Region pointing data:

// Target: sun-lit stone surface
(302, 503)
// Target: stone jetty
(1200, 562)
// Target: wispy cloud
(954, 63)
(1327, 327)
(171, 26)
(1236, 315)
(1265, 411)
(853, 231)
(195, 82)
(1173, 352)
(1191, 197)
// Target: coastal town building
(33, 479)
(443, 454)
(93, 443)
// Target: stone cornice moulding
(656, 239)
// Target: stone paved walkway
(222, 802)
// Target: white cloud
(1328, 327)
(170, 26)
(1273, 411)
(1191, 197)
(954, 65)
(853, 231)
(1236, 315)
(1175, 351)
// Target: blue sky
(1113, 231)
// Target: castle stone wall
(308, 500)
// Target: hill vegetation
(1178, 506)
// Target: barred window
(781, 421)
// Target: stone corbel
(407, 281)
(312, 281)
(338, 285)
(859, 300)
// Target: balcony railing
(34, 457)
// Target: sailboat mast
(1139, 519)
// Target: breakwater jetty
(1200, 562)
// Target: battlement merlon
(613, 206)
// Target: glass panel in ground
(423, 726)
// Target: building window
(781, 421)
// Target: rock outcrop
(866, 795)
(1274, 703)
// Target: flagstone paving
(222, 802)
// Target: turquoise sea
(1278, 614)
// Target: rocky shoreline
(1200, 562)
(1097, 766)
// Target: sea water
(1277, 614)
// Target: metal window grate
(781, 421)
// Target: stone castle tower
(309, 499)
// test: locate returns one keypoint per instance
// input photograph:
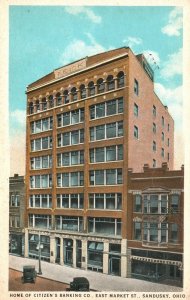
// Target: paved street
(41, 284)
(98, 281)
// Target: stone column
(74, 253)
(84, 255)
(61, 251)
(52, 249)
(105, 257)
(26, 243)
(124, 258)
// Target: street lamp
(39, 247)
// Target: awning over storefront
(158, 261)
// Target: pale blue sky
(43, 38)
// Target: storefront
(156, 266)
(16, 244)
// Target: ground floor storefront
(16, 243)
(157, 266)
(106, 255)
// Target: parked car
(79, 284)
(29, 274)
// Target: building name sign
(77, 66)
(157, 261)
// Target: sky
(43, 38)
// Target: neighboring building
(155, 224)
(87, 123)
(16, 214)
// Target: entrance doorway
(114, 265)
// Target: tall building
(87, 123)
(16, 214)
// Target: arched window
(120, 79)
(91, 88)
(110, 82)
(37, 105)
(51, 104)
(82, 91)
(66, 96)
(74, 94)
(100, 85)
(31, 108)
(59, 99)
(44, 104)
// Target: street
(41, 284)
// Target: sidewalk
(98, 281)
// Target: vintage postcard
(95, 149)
* * *
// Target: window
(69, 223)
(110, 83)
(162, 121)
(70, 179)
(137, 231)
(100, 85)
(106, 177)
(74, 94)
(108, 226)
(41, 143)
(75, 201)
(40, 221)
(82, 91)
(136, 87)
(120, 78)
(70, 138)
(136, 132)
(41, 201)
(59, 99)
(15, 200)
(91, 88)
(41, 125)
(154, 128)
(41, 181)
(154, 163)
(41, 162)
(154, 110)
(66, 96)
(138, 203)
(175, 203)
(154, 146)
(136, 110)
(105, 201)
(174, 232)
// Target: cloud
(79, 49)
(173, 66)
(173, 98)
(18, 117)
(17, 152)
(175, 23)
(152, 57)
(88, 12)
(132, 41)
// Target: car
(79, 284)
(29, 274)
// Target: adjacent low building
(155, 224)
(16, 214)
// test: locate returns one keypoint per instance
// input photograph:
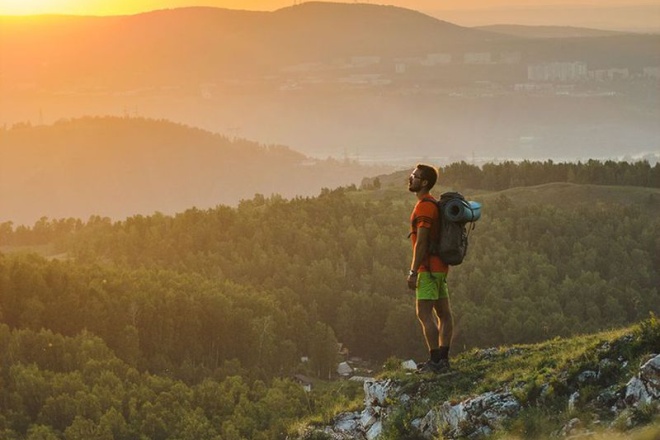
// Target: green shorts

# TASK DETAILS
How would the lines above read from the one with "adjacent low building" to the one with "Target: green shorts", inclusive, with no pictures? Write them out exactly.

# WRITTEN SOLUTION
// Target: adjacent low building
(155, 224)
(16, 214)
// test: locate returns one keypoint per instance
// input photograph:
// Target: green shorts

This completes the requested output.